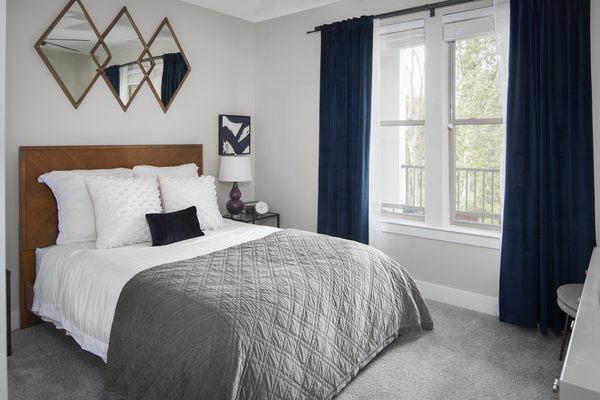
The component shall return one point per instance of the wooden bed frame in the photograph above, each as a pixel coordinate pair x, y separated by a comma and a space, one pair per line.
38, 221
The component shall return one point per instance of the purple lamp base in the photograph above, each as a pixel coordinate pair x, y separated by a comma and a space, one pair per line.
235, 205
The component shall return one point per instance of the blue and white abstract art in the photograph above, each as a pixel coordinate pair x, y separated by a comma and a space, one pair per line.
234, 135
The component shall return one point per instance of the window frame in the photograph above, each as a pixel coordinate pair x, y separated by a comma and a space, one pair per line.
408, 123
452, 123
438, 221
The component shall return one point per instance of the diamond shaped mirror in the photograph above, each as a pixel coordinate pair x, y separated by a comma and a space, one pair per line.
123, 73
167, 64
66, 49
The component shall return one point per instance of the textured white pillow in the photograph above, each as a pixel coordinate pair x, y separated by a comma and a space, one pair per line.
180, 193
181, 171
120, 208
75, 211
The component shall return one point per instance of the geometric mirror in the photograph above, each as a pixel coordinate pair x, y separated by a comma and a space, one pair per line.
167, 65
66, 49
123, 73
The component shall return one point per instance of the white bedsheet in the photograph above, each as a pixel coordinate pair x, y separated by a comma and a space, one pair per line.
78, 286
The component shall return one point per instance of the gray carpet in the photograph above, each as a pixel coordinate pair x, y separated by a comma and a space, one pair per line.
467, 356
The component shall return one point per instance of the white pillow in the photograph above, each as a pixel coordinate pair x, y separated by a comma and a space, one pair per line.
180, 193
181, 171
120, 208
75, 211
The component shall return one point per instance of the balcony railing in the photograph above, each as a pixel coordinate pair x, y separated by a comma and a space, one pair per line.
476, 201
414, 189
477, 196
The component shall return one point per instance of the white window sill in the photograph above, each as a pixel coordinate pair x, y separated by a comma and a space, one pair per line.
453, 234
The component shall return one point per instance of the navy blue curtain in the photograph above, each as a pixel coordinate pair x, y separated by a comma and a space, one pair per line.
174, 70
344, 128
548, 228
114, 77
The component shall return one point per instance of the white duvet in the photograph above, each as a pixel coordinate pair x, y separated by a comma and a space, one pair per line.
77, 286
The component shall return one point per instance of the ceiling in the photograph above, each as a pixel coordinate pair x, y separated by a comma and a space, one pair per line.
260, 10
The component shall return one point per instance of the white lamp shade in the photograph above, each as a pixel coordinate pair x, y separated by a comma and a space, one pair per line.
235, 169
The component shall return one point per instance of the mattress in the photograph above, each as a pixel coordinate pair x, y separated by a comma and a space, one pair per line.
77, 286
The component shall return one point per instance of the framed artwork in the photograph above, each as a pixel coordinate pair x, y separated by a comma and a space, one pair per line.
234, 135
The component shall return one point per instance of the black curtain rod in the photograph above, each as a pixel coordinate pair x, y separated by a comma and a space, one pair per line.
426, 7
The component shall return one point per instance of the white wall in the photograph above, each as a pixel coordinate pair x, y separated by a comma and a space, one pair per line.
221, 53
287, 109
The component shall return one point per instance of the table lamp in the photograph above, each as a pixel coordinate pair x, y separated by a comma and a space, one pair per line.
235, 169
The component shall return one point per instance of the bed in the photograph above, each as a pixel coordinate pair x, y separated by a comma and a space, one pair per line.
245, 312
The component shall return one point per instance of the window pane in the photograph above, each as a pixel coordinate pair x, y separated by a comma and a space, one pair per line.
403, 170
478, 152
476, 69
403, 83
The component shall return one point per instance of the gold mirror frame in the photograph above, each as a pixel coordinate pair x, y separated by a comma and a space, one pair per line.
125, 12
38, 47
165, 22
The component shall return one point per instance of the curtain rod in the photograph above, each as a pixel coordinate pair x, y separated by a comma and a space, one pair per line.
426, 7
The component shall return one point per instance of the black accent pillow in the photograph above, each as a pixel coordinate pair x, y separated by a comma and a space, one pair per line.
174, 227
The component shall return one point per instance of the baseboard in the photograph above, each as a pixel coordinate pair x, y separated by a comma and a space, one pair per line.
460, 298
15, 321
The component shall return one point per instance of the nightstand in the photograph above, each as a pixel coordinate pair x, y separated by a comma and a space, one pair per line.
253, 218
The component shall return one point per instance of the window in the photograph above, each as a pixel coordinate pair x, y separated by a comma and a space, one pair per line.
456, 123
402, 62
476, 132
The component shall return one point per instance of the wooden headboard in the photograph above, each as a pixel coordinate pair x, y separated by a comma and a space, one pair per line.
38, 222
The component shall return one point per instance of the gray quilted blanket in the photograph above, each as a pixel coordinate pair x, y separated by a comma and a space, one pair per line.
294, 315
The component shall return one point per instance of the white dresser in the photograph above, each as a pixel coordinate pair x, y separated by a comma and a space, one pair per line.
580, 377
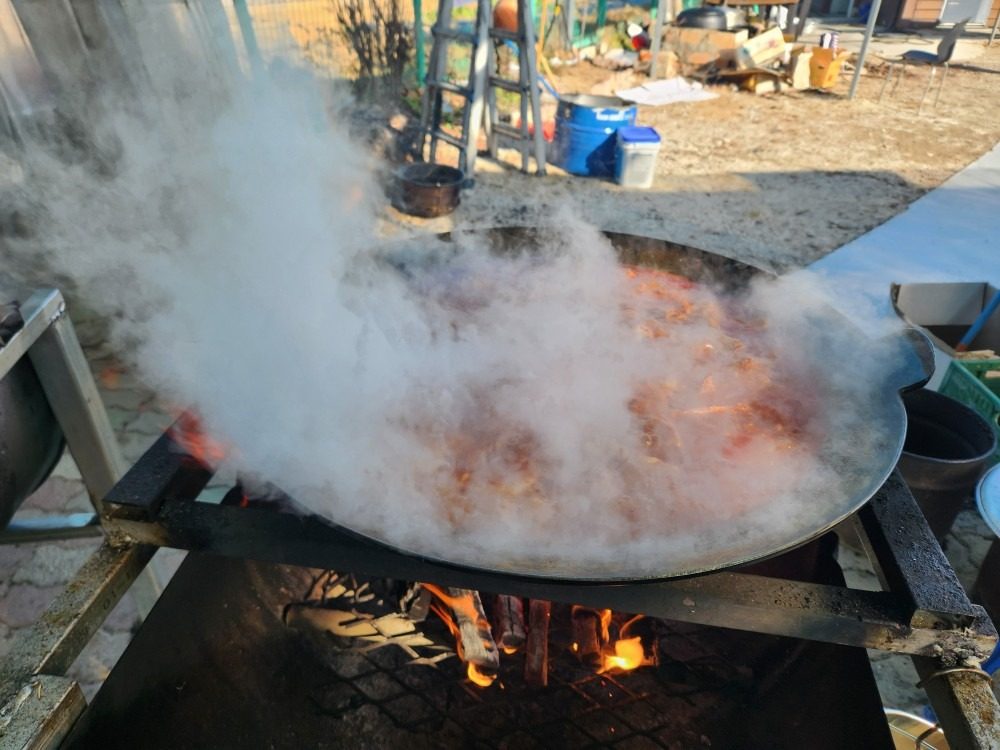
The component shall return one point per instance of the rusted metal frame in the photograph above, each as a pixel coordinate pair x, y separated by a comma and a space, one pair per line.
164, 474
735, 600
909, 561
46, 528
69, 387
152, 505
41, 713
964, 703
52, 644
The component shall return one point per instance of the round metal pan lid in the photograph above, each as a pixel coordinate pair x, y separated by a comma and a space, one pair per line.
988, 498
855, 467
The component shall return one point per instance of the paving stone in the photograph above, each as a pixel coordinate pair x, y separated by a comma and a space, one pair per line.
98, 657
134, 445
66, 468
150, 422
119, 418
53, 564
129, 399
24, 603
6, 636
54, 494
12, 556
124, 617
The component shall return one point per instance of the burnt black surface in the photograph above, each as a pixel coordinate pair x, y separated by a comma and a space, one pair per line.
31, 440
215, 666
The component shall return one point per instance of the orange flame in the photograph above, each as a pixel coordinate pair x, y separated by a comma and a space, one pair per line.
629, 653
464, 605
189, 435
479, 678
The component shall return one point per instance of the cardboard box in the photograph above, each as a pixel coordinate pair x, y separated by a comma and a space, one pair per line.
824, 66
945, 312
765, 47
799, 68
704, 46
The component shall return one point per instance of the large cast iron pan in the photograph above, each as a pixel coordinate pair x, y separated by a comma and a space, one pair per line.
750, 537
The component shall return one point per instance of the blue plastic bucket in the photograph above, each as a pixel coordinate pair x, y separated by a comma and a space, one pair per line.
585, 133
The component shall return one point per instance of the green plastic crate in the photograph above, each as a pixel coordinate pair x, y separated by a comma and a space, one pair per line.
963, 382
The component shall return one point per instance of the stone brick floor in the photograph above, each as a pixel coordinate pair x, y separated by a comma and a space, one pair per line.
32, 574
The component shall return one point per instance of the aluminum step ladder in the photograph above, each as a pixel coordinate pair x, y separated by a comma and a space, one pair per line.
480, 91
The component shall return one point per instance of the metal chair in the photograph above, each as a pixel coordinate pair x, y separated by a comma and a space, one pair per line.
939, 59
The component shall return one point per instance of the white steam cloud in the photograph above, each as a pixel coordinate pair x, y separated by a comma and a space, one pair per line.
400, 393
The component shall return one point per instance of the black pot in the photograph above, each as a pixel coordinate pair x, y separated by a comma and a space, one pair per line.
* * *
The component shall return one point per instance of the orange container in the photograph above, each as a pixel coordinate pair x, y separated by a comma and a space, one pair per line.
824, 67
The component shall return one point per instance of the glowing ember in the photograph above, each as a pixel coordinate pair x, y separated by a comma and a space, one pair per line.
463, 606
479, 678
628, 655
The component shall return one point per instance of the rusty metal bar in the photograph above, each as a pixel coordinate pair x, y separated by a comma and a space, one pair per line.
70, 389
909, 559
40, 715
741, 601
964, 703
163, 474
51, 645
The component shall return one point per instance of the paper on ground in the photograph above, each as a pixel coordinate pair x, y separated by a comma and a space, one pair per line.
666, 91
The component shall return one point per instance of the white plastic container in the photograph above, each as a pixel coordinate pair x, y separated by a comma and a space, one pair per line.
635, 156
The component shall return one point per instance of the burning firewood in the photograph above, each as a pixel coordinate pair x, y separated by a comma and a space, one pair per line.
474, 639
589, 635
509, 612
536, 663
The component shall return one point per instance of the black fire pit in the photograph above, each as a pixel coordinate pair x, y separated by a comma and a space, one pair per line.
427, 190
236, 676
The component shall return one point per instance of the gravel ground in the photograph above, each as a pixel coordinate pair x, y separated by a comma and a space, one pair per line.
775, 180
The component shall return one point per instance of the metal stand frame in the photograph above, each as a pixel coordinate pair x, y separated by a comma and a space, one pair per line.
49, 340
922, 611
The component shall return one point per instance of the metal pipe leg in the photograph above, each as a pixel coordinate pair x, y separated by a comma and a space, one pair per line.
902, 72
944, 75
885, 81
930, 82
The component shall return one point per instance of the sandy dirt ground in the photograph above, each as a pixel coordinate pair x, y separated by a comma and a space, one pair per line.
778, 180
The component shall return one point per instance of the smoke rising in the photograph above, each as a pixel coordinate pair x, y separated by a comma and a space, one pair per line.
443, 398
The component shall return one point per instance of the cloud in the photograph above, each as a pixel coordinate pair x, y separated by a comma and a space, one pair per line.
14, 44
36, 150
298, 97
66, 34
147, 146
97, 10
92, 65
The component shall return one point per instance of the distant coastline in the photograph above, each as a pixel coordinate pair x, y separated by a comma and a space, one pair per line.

Task to complete
Everything from the line with "the metal chair" through the line with "the black pot" in the listing above must be retyped exactly, with nothing added.

Exercise result
The component shall return one point per instance of the metal chair in the photograph above, each as a pixel coordinate pair x, y separated by a comma and a space, one pair per line.
939, 59
The component shall return one point per instance of the white steam cloud in the photograph above, each as a pixel coordinate pair x, y separated by a comma and a space, one pair per line.
400, 393
The component shall return one point per instance of the black pot in the photograph above, each as a pixel coordinate pair x, y separated by a comma and a space, one pair per line.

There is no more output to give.